#### [Work item]
Read the data and repeat it in full, exactly.
**** Supplied material ****
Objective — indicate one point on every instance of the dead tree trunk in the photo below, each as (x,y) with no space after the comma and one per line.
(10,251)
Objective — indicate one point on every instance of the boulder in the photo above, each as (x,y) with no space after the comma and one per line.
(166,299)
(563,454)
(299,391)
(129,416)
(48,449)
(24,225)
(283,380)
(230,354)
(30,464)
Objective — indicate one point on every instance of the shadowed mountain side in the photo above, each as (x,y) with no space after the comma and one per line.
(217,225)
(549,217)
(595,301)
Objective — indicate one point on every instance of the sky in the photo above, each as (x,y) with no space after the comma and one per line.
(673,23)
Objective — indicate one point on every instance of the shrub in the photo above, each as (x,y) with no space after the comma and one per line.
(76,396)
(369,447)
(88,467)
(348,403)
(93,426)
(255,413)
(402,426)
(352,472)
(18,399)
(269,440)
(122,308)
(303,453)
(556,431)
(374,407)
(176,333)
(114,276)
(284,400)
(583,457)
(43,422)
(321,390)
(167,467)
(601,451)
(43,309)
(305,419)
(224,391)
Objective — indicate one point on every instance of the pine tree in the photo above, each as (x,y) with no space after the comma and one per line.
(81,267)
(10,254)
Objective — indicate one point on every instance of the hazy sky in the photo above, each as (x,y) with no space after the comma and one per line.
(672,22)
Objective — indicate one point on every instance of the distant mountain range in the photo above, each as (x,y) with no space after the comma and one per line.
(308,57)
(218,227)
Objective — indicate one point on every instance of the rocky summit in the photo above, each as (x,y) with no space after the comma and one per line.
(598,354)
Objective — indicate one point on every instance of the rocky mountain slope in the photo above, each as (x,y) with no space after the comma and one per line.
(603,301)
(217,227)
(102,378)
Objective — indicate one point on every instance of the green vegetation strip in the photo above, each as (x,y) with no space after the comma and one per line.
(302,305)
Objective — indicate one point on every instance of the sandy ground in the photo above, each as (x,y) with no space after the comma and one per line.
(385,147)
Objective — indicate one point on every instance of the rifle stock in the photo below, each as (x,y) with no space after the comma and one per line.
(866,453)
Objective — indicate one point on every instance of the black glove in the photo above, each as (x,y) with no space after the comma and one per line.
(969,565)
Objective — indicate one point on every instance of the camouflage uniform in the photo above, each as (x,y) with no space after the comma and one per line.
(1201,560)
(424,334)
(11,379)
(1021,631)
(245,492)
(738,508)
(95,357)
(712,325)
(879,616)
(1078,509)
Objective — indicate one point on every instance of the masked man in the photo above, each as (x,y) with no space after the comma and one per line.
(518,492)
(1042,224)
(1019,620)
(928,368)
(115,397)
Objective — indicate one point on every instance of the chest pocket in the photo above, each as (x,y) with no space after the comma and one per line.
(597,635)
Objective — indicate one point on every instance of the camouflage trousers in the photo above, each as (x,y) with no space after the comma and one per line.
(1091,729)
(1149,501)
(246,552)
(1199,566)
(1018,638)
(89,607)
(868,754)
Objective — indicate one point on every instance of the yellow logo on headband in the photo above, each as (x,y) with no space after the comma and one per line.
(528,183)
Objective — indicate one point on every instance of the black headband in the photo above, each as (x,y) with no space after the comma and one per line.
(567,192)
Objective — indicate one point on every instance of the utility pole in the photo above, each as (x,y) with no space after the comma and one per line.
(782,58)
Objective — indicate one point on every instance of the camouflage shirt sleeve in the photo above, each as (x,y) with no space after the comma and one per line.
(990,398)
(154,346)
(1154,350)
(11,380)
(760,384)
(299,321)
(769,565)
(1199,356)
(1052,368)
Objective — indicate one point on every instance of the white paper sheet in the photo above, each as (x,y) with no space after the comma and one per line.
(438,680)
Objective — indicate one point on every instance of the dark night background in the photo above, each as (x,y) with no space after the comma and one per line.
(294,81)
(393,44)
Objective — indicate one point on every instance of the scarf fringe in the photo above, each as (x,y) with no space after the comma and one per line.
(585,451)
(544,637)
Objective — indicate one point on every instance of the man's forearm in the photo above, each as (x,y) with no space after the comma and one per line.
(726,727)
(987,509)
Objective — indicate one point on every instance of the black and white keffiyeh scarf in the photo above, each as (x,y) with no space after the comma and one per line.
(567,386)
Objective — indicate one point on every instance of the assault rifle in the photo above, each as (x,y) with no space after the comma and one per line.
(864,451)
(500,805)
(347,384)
****
#### [Answer to this exercise]
Objective — indicate one point on every instance of the dead tree trunk in the photo below, each as (x,y) with no space after the comma and one per line.
(10,251)
Objective — indicate one point on every instance of the boulder in the photo above, each as (x,y) with no space after the comma and one per line.
(166,299)
(563,454)
(299,391)
(129,416)
(48,449)
(24,225)
(283,380)
(230,354)
(30,464)
Objective — indicate one point on every instance of the shadowed mountain side in the photo above, each as (x,y) with no space after the comma and one per line.
(217,225)
(549,217)
(595,301)
Objective — indicate one point on every instance of the sky in the photo above, each as (x,y) with no space after the comma and one per line.
(673,23)
Objective — indicate one point on every instance of the shrub in the photo above, each as (x,y) with no space after the comma and one per line.
(76,396)
(369,447)
(88,467)
(348,403)
(93,426)
(255,413)
(402,426)
(352,472)
(18,399)
(269,440)
(122,308)
(303,453)
(556,431)
(374,407)
(176,333)
(114,276)
(284,400)
(583,457)
(43,422)
(321,390)
(167,467)
(601,451)
(43,309)
(305,419)
(224,391)
Objective — indicate one point on every instance of the pine tree in the photo above, each as (x,y) with no space after the comma and one per line.
(81,267)
(10,254)
Objective — indicate one point on every instance of the hazy sky in the photo above, each as (x,y) with no space after the comma and one per line.
(672,22)
Objective — indicate one point on every instance of the distant mountain range in the photo above, each as (x,y) with no space after the comma and one per line.
(308,57)
(218,227)
Objective — indicate one point on every instance of the rocky summit in the photo above, each as (x,y) with no space after the comma and one per line.
(598,354)
Objective — indicate one point on every instance of the rocky mountain slope in the photo above, each as (x,y) with no space after the comma and one per line.
(603,301)
(217,227)
(102,378)
Objective — indicate one point on every instance of the green vegetation strip in the photo above, each as (x,y) with no space after the comma and one per line.
(302,305)
Objective — indicate one point on every instance of the sandy ground in the photo above, each as (x,y) with no space after the comma and one per line.
(385,147)
Objective — indicate one point on every instance of the rifle stock in the photo below, each as (x,y) with no space after the comma and one per line.
(866,453)
Objective — indicate one point on every instance of the black glove in the photo above, each as (x,y) with no space after the comma and one per line.
(969,565)
Objective — indicate one point on every instance of the camouflage uniform in the photo above, each as (x,y) with no space after the comma and one per line.
(1201,560)
(424,334)
(11,379)
(1021,631)
(245,492)
(738,508)
(95,357)
(712,325)
(879,616)
(1078,509)
Objective — indicate one point on every instance of the masked man in the photo above, each as (x,y) with no space after the comma and one per line.
(518,492)
(1042,224)
(1019,620)
(928,368)
(115,397)
Objective — indicate one point on every instance of the chest pocket in the photo above, each as (x,y) with no space after the comma and one per line.
(597,635)
Objective — indicate one point on every instance of the camouflage trousers in the photo above, each as (x,y) with no space after the comma and one per line.
(1091,729)
(1149,501)
(246,552)
(1199,566)
(1018,638)
(89,607)
(868,754)
Objective — indicate one point on every instance of the yellow logo on headband in the photo above, each as (x,y) with no space after the comma and one per line.
(528,183)
Objective — indicate one point on every instance of the black headband in the photo above, each as (x,y) with no space after the comma and one per line.
(567,192)
Objective — indicate one point on every instance of the utility pole in the photo above, each as (x,y) with no space after the comma and one per line.
(782,58)
Objective — indicate one point on every instance of the camouflage shirt sleeve in the photo above, each as (x,y) with no space after the comma and one per line.
(990,398)
(154,346)
(1154,350)
(11,380)
(760,384)
(299,321)
(769,565)
(1199,356)
(1052,368)
Objective — indicate one point on every instance of the white paper sheet in the photo above, each as (x,y) with no space after the comma and one per line.
(438,680)
Objective — indicate one point on every instance of the dark night background in the photo above, each as (x,y) with no space after the comma and one per line.
(294,81)
(393,44)
Objective — indicate one point on every instance of the scarf fringe in the photo above, each as (x,y) with no space after the comma and one per line.
(585,451)
(544,637)
Objective — indicate one point on every instance of the man's forearm in the photo above, each as (x,y) with no space after the comma and one per line.
(726,727)
(987,509)
Objective — indicate one point on every instance of the black and white keffiyeh scarf in the photo above, each as (x,y) with no space after the comma and one per line.
(567,386)
Objective — indicate one point on every instance of the assault rifle in the photo above, each as (x,y) with no space after the comma and one per line.
(864,451)
(500,805)
(347,384)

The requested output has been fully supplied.